## Begin Working data
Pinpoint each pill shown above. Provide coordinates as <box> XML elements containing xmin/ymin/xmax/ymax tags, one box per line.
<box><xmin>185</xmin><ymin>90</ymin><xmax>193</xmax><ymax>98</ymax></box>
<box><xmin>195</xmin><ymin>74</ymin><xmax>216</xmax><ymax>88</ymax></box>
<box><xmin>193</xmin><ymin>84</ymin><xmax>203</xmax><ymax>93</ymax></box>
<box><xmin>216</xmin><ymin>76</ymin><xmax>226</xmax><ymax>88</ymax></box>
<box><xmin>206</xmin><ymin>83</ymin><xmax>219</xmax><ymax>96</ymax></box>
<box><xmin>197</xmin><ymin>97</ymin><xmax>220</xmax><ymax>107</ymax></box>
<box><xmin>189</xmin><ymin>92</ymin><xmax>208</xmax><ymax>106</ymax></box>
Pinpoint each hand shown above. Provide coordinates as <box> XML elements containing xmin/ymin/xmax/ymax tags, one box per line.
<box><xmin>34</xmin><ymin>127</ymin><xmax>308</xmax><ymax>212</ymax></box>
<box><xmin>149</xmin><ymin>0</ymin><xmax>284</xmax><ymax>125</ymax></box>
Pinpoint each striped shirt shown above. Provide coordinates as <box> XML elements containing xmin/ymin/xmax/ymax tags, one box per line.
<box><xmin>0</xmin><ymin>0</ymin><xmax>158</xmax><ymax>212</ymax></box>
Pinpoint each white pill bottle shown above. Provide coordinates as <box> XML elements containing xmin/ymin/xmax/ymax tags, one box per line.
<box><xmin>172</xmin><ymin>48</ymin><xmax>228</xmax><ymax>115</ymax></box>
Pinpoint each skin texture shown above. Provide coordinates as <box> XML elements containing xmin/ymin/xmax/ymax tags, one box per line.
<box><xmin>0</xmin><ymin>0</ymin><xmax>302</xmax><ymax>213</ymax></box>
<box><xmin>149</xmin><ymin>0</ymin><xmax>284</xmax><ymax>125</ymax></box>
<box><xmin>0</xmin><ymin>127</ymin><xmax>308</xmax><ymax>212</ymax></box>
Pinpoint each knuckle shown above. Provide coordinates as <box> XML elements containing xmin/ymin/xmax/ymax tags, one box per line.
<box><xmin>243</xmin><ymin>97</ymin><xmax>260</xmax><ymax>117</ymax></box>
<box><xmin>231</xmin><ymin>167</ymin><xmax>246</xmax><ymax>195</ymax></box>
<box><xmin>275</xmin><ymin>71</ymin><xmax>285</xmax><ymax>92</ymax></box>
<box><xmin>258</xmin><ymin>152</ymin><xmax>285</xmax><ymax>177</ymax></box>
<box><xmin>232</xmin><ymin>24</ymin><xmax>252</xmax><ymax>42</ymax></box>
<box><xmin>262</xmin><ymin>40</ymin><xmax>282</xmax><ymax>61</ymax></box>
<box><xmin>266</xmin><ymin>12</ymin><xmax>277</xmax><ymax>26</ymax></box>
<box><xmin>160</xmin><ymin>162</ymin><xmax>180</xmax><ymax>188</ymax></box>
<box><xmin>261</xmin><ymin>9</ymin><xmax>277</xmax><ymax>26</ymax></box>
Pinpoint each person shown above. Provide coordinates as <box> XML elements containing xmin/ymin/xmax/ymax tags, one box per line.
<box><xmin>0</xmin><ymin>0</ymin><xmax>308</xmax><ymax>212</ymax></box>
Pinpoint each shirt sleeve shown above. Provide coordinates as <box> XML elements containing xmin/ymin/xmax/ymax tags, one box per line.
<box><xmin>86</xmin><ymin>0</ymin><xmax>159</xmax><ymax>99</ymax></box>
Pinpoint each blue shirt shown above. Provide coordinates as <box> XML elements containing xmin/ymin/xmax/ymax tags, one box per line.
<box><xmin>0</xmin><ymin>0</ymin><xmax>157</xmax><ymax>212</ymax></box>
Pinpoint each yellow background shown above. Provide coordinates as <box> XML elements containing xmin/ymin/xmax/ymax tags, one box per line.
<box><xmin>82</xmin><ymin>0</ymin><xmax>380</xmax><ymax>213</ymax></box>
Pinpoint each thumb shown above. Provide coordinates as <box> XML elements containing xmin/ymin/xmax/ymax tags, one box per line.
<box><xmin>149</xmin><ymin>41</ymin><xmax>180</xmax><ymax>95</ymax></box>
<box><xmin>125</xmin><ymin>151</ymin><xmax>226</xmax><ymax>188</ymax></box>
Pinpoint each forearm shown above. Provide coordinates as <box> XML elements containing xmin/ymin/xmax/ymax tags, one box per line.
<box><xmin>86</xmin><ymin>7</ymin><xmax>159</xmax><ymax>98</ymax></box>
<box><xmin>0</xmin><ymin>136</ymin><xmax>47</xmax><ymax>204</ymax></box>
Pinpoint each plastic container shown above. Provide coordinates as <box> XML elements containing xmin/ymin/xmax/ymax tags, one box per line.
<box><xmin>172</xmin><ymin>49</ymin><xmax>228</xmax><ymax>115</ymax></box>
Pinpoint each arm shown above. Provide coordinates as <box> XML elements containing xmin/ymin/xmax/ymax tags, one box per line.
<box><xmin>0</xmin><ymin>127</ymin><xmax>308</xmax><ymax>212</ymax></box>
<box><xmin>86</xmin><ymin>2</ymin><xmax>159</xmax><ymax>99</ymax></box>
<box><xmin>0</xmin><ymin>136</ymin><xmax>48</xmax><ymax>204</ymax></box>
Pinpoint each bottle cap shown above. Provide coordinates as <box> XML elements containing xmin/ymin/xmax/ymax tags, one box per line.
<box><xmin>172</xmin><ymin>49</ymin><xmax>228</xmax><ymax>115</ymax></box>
## End Working data
## Given exercise:
Reproduce, character for character, the lines of the listing from the one containing "Pinpoint each yellow" through the final line of the listing.

## Worked answer:
Pinpoint each yellow background shown above. Provide coordinates as <box> XML elements containing xmin/ymin/xmax/ymax tags, one box per line.
<box><xmin>82</xmin><ymin>0</ymin><xmax>380</xmax><ymax>213</ymax></box>
Pinpoint each thumb shown above. Provide coordinates as <box> XML elements containing xmin/ymin/xmax/ymax tags, one box per line.
<box><xmin>149</xmin><ymin>41</ymin><xmax>180</xmax><ymax>95</ymax></box>
<box><xmin>125</xmin><ymin>151</ymin><xmax>226</xmax><ymax>188</ymax></box>
Pinpoint each forearm shown above. Provide coordinates as <box> XML elements containing xmin/ymin/xmax/ymax tags, one box per line.
<box><xmin>86</xmin><ymin>7</ymin><xmax>159</xmax><ymax>98</ymax></box>
<box><xmin>0</xmin><ymin>136</ymin><xmax>47</xmax><ymax>204</ymax></box>
Pinpoint each plastic container shown above. Provide coordinates as <box> XML elements containing xmin/ymin/xmax/ymax tags, one box per line.
<box><xmin>172</xmin><ymin>49</ymin><xmax>228</xmax><ymax>115</ymax></box>
Pinpoint each arm shown above. Provide coordinates as <box> XML elements containing xmin/ymin/xmax/ymax tags, one box per line.
<box><xmin>0</xmin><ymin>127</ymin><xmax>308</xmax><ymax>212</ymax></box>
<box><xmin>86</xmin><ymin>2</ymin><xmax>159</xmax><ymax>99</ymax></box>
<box><xmin>0</xmin><ymin>136</ymin><xmax>48</xmax><ymax>204</ymax></box>
Pinpoint each bottle cap shown above. Provide coordinates as <box> XML elements containing xmin/ymin/xmax/ymax tags, one box per line.
<box><xmin>172</xmin><ymin>49</ymin><xmax>228</xmax><ymax>115</ymax></box>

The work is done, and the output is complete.